Copy out the whole text on choosing a healthcare analytics engine below, word for word and with nothing changed.

BEGIN Document section

A robust analytics engine can stratify risk and identify cost drivers to produce insights on the unique risk factors within an employee population. However, big data is everywhere and companies offering data analysis are getting to be as commonplace as Starbucks locations. How can benefits teams like yours filter out the noise to find what truly counts as robust? Look for an analytics engine that’s clicking on these four cylinders:

1. Connected. The analytics vendor that can house all of your healthcare-related data in a single, secure warehouse that down traditional silos — medical claims, prescription claims, biometrics, plan data and expenses, wellness programs and eligibility — is one that’s a keeper. This is the only way for benefits teams to take a clear, birds-eye view of how your specific health plans are performing according to cost and clinical trends.

2. Automated. If a potential data partner doesn’t help you get rid of spreadsheets, keep looking. Today’s leading-edge technology combines supervised and unsupervised machine learning algorithms that can automatically generate reports. This level of automation can highlight areas of concern, provide an accurate assessment of plan performance, and enhance the ability to manage plans more responsively.

3. Predictive. Don’t make next year’s decisions with last year’s data. When evaluating vendors, probe about whether their analytics engine can “see around corners,” so to speak: Ask if the technology is both advanced and granular enough to identify future risk, cash flows, clinical risk, disease progression and more. This will allow your team to improve your understanding of what has happened, and how to predict important future trends.

END Document section
BEGIN Information shown

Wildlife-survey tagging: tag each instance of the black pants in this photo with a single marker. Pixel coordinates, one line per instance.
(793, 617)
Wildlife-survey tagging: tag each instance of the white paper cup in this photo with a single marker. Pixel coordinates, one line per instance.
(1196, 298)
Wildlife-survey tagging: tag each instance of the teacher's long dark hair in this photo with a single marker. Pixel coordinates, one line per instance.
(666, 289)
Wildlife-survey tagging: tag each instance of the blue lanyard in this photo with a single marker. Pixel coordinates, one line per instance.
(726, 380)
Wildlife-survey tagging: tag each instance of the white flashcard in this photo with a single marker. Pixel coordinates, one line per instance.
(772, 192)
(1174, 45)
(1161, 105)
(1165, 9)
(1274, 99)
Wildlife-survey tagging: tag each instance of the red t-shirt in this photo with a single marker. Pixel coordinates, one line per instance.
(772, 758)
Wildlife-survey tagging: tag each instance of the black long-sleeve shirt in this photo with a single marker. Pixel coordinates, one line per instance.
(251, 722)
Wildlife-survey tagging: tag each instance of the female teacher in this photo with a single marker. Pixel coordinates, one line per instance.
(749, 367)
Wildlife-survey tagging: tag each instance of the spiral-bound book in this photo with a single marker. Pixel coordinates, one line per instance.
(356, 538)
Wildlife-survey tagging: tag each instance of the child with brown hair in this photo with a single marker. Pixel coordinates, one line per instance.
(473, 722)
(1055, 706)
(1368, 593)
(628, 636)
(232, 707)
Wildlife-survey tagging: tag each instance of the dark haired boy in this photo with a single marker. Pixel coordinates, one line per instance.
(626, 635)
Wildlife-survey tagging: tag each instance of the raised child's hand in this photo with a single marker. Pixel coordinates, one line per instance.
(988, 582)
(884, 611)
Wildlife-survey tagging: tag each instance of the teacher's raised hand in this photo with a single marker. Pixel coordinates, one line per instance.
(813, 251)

END Information shown

**Solution**
A robust analytics engine can stratify risk and identify cost drivers to produce insights on the unique risk factors within an employee population. However, big data is everywhere and companies offering data analysis are getting to be as commonplace as Starbucks locations. How can benefits teams like yours filter out the noise to find what truly counts as robust? Look for an analytics engine that’s clicking on these four cylinders:

1. Connected. The analytics vendor that can house all of your healthcare-related data in a single, secure warehouse that down traditional silos — medical claims, prescription claims, biometrics, plan data and expenses, wellness programs and eligibility — is one that’s a keeper. This is the only way for benefits teams to take a clear, birds-eye view of how your specific health plans are performing according to cost and clinical trends.

2. Automated. If a potential data partner doesn’t help you get rid of spreadsheets, keep looking. Today’s leading-edge technology combines supervised and unsupervised machine learning algorithms that can automatically generate reports. This level of automation can highlight areas of concern, provide an accurate assessment of plan performance, and enhance the ability to manage plans more responsively.

3. Predictive. Don’t make next year’s decisions with last year’s data. When evaluating vendors, probe about whether their analytics engine can “see around corners,” so to speak: Ask if the technology is both advanced and granular enough to identify future risk, cash flows, clinical risk, disease progression and more. This will allow your team to improve your understanding of what has happened, and how to predict important future trends.